[Start Record excerpts]
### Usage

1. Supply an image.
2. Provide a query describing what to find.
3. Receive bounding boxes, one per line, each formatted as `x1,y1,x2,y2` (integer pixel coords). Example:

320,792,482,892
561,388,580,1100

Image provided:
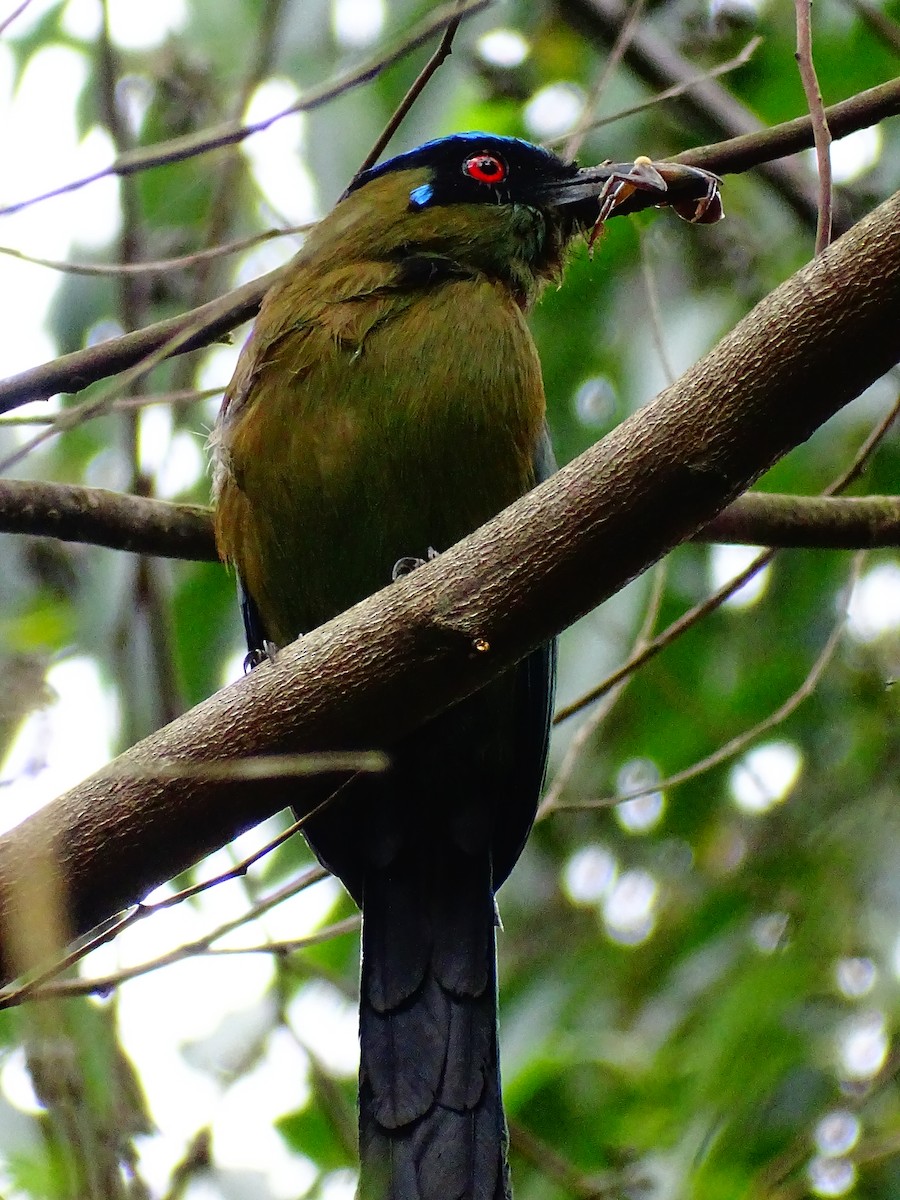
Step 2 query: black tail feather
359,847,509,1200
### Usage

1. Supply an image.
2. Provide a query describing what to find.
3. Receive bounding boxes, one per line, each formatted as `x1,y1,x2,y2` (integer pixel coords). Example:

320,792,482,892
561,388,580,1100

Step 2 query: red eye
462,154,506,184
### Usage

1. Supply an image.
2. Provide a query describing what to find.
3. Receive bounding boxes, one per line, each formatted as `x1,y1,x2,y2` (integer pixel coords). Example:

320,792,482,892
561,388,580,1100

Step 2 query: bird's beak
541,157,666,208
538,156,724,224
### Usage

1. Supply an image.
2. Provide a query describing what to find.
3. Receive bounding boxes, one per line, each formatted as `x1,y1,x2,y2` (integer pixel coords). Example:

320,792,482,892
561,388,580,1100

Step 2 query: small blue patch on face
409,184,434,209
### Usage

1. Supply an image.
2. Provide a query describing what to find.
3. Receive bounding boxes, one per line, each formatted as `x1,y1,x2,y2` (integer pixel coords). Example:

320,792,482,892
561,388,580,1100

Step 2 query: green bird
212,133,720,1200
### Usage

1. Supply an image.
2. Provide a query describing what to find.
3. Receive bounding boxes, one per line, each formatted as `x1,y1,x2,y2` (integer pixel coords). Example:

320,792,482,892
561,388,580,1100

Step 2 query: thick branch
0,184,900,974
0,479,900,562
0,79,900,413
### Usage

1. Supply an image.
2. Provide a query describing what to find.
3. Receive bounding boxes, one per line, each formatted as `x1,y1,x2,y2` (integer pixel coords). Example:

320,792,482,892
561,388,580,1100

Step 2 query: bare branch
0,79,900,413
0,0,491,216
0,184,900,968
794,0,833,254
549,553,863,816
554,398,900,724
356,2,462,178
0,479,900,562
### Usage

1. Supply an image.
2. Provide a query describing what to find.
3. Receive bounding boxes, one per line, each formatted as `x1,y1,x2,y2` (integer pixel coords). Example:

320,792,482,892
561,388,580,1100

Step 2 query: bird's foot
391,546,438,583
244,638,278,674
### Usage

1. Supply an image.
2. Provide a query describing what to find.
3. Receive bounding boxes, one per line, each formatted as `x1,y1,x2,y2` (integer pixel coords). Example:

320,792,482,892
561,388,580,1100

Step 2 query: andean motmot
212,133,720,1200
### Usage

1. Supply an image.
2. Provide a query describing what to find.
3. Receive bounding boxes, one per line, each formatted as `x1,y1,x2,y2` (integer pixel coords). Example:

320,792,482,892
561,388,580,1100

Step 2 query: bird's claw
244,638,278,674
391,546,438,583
[End Record excerpts]
**Short problem:** From the records given above, reproduce all text exactly and exclude each picture.

**Response below:**
### Usage

1. Supply an image.
2. Provide a query describing what to find.
3. Receive bounding boxes, one per line, each formatted as `x1,y1,x2,y2` (integer pixel coords). Example:

320,792,482,892
561,388,580,1100

Image provided:
Step 2 query: black tail feather
359,847,509,1200
### Usage

1. Supply an image.
2. Provide a query describing what to find.
3. Receive bounding boxes, one per line, each formatted as `x1,y1,x2,y2` (integer pixel coords). Example:

320,792,482,892
561,388,580,1100

Step 2 query: red eye
462,154,506,184
### Usage

1. Supply an image.
2. Provide a query describing what to find.
3. Receive bounding boxes, one per line, each formatted as `x1,y1,x2,y2` (integer pixel coords). Example:

320,792,482,892
561,388,580,1100

Step 2 query: bird's beak
541,157,666,208
538,156,724,224
### Usage

1. Supply an image.
2. Provide a query describing what to find.
3. Receive bounding boxes, one per line, each formatted as `x1,y1,x2,y2` (integer pixel coords). Example:

320,792,482,892
561,388,580,1100

Step 2 query: small blue patch on face
409,184,434,209
### Usage

1. Supply an image.
2. Provide a query describing what to find.
3. Receive bounding boxes, one per line, each formatted as `x1,y1,x2,y2` (integer pixel coords). Example:

320,792,482,892
561,388,580,1100

Step 2 query: green bird
212,133,720,1200
### Usage

1. Supply an image.
2. Provide a query describing what to find.
3. Receive bounding boxes, one per line, each formatted as `x1,y1,x2,y2` (integer pixel coords). Example:

320,792,482,892
561,388,580,1100

Step 2 query: thick branch
0,184,900,974
0,479,900,562
0,79,900,413
### Usage

1. Supply an image.
2. Provide a query describing what to find.
3. Receive bounding boxes, one per line, each formatted as `x1,y1,x2,y2` (integer pixel coords). Example:

320,792,482,892
561,388,580,1100

Step 2 query: bare branch
0,79,900,413
0,0,491,216
0,184,900,968
794,0,833,254
549,553,863,816
554,398,900,724
356,2,462,178
0,479,900,562
### Usage

1. Supply an image.
2. Provide a query describing what to find.
3. Receive bounding boxes, one per line, each formatted as `x1,y1,x2,y2` (integer pixel coords). Example:

320,792,482,892
561,388,580,1100

Step 2 query: bird's foot
391,546,438,583
244,638,278,674
### Usage

1. Supply an image.
2. Provide a query describing what to find.
3. Receive bounding boxes, one per line, each formatted as `x1,y1,x2,y2` (integer pixel coords). Example:

320,792,482,892
561,388,580,1100

Step 2 query: andean motmot
212,133,720,1200
### Usage

1. Supply an image.
2. Provide a query describing what to find.
3. Receive bounding boxes, one per line, each formatted as `x1,y1,x2,y2` (integer pixel coords). Example:

320,792,482,892
561,388,580,1100

Step 2 query: bird's claw
244,638,278,674
391,546,438,583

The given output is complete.